§ **YOUR INSTRUCTIONS**
Copy the full set of lines exactly as given.

§ **GIVEN DATA**
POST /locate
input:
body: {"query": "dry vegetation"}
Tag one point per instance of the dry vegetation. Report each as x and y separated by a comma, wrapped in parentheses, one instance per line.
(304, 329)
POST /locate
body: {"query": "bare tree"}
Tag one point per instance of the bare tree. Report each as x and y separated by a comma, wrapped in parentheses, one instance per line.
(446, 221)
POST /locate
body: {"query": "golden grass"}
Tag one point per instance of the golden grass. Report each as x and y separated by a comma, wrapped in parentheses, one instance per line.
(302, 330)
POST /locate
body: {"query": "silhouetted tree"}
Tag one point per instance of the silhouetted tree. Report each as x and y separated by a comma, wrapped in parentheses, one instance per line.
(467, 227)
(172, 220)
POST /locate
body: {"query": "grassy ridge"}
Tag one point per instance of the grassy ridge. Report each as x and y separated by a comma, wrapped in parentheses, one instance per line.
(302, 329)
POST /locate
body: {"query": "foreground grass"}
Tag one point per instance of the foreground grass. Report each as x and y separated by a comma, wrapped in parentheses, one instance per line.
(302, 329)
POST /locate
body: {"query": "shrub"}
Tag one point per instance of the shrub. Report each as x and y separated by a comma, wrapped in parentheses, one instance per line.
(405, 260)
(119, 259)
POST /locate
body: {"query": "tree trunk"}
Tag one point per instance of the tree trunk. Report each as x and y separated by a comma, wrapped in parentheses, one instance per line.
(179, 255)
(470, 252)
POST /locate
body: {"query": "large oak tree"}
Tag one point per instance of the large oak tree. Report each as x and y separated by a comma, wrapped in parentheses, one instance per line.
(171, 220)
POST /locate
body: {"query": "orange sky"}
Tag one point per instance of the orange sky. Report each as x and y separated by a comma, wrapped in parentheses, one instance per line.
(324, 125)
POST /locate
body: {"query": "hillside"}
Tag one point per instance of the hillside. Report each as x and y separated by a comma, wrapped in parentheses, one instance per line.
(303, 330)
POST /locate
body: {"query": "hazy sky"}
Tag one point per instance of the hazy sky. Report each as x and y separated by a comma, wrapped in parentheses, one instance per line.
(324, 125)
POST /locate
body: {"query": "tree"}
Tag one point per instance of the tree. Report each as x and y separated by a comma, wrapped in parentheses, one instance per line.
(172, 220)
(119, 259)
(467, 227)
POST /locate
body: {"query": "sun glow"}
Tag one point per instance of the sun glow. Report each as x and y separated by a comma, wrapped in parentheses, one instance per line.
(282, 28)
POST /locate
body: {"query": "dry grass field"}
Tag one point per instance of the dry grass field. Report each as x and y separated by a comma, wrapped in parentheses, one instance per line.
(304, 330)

§ **SOLVED PROBLEM**
POST /locate
input:
body: {"query": "dry vegetation"}
Tag one point per instance of the dry vegetation. Report each as x and y separated by a comma, wrapped in parentheses, one instance per line.
(304, 329)
POST /locate
body: {"query": "bare tree"}
Tag one point per instance of the bare tree. Report each as x and y separated by a comma, wrapped in parentheses, one instance per line.
(446, 221)
POST /locate
body: {"query": "golden grass"}
Tag one point per instance of the golden grass. Report each as x and y separated by a comma, wrapped in parentheses, one instance per line.
(302, 330)
POST /locate
body: {"query": "silhouetted tree"}
Tag one point per instance of the silhouetted tree. Report each as x and y separated by a comma, wrapped in parentheses, one instance per line.
(467, 227)
(172, 220)
POST /locate
body: {"query": "grassy ridge"}
Tag one point per instance of the grassy ridge. Report each as x and y separated by a comma, wrapped in parentheses, one instance per line.
(302, 329)
POST /locate
body: {"query": "foreground grass"}
Tag one point per instance of the foreground grass. Report each as x and y separated by a comma, wrapped in parentheses, one instance per line.
(302, 329)
POST /locate
body: {"query": "shrub"}
Tag one point per instance of the shrub. Report each as x and y separated by a comma, wrapped in parentheses, one instance per line.
(405, 260)
(119, 259)
POST /locate
body: {"query": "tree trunk"}
Tag one point per instance of the tree trunk. Report each as x and y separated by a comma, wrapped in parentheses, one instance per line.
(179, 255)
(470, 252)
POST /locate
body: {"query": "large oak tree"}
Tag one point per instance of the large oak tree. Report each as x and y separated by a comma, wrapped in parentheses, one instance per line.
(171, 220)
POST /locate
body: {"query": "orange sky"}
Tag one point per instance of the orange sky. Report each as x and y separated by a comma, wrapped in parentheses, one instance per line.
(324, 125)
POST /locate
body: {"query": "hillside"}
Tag one point per instance of the hillside. Report each as x and y separated by a comma, wrapped in parentheses, one instance per line.
(303, 330)
POST /locate
body: {"query": "hazy sky"}
Tag one point per instance of the hazy sky. Report each as x and y separated by a comma, wrapped in parentheses, one instance per line.
(324, 125)
POST /locate
body: {"query": "tree"}
Tag one point per instance of the tree. Report each as x and y separated by a comma, wrapped in parentheses, one instance per line.
(172, 220)
(119, 259)
(467, 227)
POST /locate
body: {"query": "sun glow"}
Tag one point per instance of the sun glow. Report each as x and y separated by a comma, wrapped in parentheses, one instance per line.
(282, 28)
POST /locate
body: {"query": "dry grass field"}
Tag one point per instance of the dry grass field. Report each as x and y separated by a comma, wrapped in parentheses, one instance per line.
(304, 330)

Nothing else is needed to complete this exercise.